[Text segment]
========================
The Altoona Area School District may be the only school district in Blair County with specific dancing rules for prom, but there are no wallflowers among area school administrators when it comes to preventing dirty dancing.

"It's a concern at every school," Forever Broadcasting disc jockey and Blair County-area school dance DJ Chad Bender said.

Students dance with little to no space between partners, girls with their backs to guys, hips grinding to the slow or medium beat of an urban song with overtly sexual overtones.

"Parents in the '50s and '60s looked at Chuck Berry and said 'We can't have that' or 'Oh, that rock 'n' roll - can't listen to that.' It's progressed. This is mainstream dancing," Bender said. "This is what we have come to."

Bender said he doesn't know how the trend will change.

"As a parent with junior high kids, do I want some guy grinding on my daughter? No, but I don't know how to stop it."

Working with administrators at schools including Central, Bishop Guilfoyle Catholic and Claysburg-Kimmel, Bender has shut off music so chaperones can warn students of their behavior.

Although Bender plays what students want to hear, he mixes in "safe" songs that are too fast for students to grind to.

"I listen to every song that comes out. Does the beat have a grinding possibility? Are the lyrics about getting drunk? Eighty percent of popular songs on the radio are like that," Bender said.

Bender said many DJs don't cautiously choose the songs they play, but schools nationwide have a safe DJ resource in the School Dance Network that provides weekly lists of safe songs and songs not to play.

"Over the past several years, school dances have become a challenge for school administrators because lyrical content in hit dance music has become increasingly raunchy, teen dance trends have thrown up red flags and administrators have become frustrated with how to deal with it," DJ Ric Hansen, founder of School Dance Network, states on the network's website.

"School administrators have been struggling with a clear workable game plan to handle the issue of Freak Dancing also known as grinding, freaking, or dirty dancing," the website states.
========================
[Data supplied]

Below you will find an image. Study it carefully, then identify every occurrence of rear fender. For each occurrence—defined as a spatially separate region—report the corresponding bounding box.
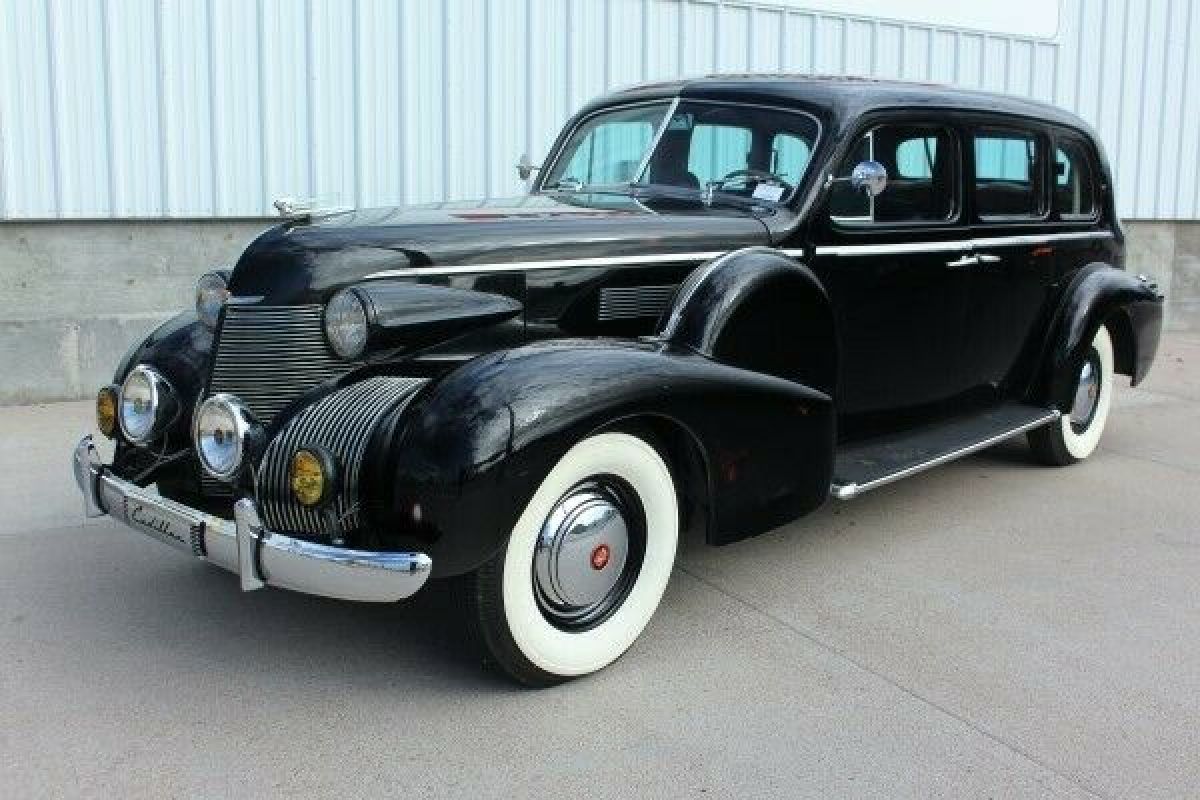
[661,247,838,395]
[1034,264,1163,410]
[364,339,834,576]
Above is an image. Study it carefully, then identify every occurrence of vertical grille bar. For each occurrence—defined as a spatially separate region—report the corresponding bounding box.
[258,377,426,534]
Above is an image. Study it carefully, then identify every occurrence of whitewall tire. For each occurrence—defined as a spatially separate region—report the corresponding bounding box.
[468,432,679,686]
[1030,325,1116,465]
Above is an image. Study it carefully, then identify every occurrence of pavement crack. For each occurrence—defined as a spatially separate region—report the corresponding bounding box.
[676,561,1112,800]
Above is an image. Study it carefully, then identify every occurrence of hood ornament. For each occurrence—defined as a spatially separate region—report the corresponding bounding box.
[271,197,354,222]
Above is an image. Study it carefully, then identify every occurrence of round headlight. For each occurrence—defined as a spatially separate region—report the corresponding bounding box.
[118,363,179,445]
[196,272,229,331]
[96,386,118,439]
[325,289,367,360]
[192,395,256,481]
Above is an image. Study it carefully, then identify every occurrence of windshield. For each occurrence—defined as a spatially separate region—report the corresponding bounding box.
[542,102,817,203]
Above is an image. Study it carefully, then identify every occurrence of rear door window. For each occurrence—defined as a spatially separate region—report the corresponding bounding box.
[974,131,1044,219]
[829,125,960,224]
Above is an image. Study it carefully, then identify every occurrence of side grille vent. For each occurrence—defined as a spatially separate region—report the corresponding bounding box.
[596,285,678,321]
[258,377,426,534]
[209,303,355,425]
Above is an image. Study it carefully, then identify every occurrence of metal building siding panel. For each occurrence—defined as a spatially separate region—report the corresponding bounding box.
[48,0,112,217]
[1160,1,1200,219]
[157,2,220,217]
[209,0,268,217]
[530,0,571,166]
[0,2,60,217]
[1129,0,1170,217]
[105,0,165,217]
[354,0,404,206]
[443,0,487,200]
[306,0,358,206]
[0,0,1200,218]
[257,0,313,209]
[487,1,535,197]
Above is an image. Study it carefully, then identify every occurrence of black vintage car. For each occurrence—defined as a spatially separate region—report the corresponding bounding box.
[74,76,1163,685]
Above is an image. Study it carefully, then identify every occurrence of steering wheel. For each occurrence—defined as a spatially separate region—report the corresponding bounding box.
[718,169,792,191]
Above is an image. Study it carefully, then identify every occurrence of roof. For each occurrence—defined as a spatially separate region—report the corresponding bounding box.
[587,73,1091,133]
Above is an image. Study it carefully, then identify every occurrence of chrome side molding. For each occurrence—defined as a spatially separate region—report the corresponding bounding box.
[73,435,433,602]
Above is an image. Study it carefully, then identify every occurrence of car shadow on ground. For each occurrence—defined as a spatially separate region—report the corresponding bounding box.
[64,439,1032,692]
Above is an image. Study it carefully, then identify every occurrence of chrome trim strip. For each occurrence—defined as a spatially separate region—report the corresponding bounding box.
[829,409,1062,500]
[814,230,1112,255]
[74,435,433,602]
[362,247,804,281]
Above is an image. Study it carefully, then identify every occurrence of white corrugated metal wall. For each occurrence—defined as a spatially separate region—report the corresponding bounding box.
[0,0,1200,218]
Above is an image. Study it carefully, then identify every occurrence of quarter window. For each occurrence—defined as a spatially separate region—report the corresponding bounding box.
[829,125,959,224]
[974,132,1042,219]
[1054,142,1096,219]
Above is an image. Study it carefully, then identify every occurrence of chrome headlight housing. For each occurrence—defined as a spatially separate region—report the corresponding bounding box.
[196,272,229,331]
[192,393,262,481]
[325,289,367,361]
[118,363,179,445]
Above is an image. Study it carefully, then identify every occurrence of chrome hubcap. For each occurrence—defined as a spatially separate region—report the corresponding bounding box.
[533,482,638,627]
[1070,353,1100,431]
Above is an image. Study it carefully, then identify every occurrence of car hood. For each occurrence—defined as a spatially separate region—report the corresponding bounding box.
[229,194,768,305]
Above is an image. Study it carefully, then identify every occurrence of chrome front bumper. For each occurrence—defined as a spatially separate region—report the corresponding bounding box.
[74,435,433,602]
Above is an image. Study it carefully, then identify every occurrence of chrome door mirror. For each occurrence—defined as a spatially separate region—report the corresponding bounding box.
[850,161,888,197]
[517,152,541,181]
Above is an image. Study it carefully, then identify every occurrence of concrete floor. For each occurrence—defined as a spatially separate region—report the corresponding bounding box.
[0,336,1200,798]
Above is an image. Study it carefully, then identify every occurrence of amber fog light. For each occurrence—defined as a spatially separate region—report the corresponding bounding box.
[288,447,337,509]
[96,386,116,439]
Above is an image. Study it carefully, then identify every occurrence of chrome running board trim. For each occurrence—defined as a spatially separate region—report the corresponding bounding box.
[74,435,433,602]
[829,409,1062,500]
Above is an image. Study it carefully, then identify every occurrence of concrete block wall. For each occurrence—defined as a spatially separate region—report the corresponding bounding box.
[0,219,1200,404]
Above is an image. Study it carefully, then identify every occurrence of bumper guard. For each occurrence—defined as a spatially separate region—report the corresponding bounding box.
[74,435,433,602]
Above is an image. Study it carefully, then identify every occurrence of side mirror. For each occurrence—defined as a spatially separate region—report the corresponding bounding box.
[850,161,888,197]
[517,152,541,181]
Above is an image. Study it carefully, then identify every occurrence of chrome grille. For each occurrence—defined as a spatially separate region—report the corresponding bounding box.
[209,303,355,425]
[596,284,678,321]
[258,377,426,534]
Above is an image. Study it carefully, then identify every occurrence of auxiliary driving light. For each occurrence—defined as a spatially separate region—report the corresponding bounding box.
[96,386,119,439]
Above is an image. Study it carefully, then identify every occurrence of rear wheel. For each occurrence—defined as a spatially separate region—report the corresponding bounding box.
[466,433,679,686]
[1030,325,1115,467]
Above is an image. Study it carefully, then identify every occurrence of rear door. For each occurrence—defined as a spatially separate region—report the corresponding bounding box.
[964,119,1056,404]
[808,114,971,439]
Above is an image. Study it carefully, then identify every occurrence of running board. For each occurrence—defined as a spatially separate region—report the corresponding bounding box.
[829,403,1062,500]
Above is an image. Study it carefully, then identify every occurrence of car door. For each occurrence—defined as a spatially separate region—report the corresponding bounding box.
[809,115,971,439]
[964,119,1056,403]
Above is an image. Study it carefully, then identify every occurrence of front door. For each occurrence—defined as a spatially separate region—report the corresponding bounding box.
[809,116,973,440]
[964,121,1055,402]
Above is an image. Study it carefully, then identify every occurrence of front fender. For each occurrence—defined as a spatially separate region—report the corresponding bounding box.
[365,339,834,576]
[1037,264,1163,408]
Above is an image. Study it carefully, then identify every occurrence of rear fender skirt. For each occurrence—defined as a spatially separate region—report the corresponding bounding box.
[1034,264,1163,409]
[364,339,834,576]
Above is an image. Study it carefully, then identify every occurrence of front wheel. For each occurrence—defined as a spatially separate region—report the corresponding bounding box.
[1030,325,1115,467]
[466,433,679,686]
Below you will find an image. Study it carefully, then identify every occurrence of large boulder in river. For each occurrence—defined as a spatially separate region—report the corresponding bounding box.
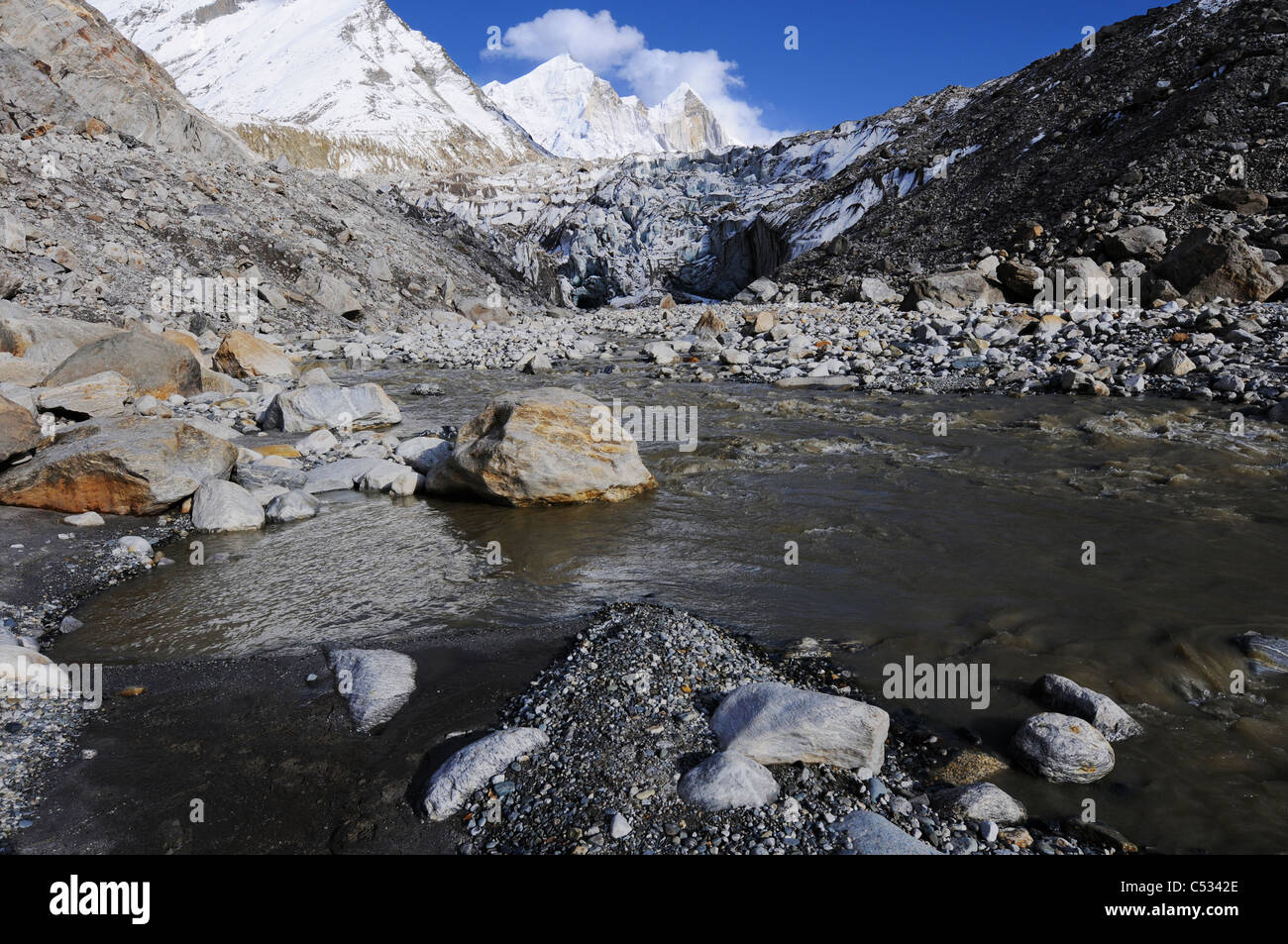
[1153,227,1284,305]
[0,396,46,467]
[192,479,265,535]
[711,682,890,773]
[425,387,657,505]
[903,269,1006,312]
[930,783,1029,825]
[0,416,237,515]
[36,370,134,420]
[677,751,778,812]
[1033,674,1143,741]
[421,728,550,821]
[214,331,295,377]
[263,383,402,433]
[46,331,201,399]
[0,301,121,357]
[329,649,416,734]
[1012,712,1115,783]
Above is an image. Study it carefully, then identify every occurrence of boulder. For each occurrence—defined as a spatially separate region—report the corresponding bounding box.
[678,751,778,812]
[903,269,1006,312]
[421,728,550,821]
[644,342,685,366]
[0,638,71,696]
[0,353,49,386]
[1012,712,1115,783]
[327,649,416,734]
[0,416,237,515]
[265,489,322,524]
[214,331,295,378]
[0,301,120,357]
[36,370,134,420]
[295,271,362,319]
[192,479,265,533]
[0,396,46,467]
[1102,227,1167,262]
[711,682,890,773]
[1235,632,1288,673]
[1153,227,1284,305]
[358,459,420,497]
[304,459,380,494]
[394,437,452,475]
[1203,187,1270,215]
[1030,675,1143,741]
[997,259,1046,303]
[201,369,250,396]
[262,383,402,433]
[930,783,1029,825]
[233,461,309,492]
[46,331,201,399]
[425,387,657,505]
[832,810,943,855]
[859,275,903,305]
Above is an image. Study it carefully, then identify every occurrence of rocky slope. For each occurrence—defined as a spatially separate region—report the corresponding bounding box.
[0,0,250,161]
[483,55,734,161]
[780,0,1288,301]
[100,0,542,172]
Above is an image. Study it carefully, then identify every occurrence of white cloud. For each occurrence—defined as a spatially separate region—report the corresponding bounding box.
[484,9,644,72]
[483,9,787,145]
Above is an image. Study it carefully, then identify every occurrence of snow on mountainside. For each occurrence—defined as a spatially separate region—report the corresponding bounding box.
[483,55,735,159]
[98,0,542,172]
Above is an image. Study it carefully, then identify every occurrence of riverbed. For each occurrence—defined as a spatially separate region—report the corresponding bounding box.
[43,362,1288,853]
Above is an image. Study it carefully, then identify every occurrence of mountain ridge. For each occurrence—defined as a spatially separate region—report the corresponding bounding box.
[483,52,734,159]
========================
[What is required]
Please revise the stretch of the prom dancing article from "Bender said many" through "not to play.", putting "monthly" in place of "weekly". The entries aren't needed here.

[Answer below]
Bender said many DJs don't cautiously choose the songs they play, but schools nationwide have a safe DJ resource in the School Dance Network that provides monthly lists of safe songs and songs not to play.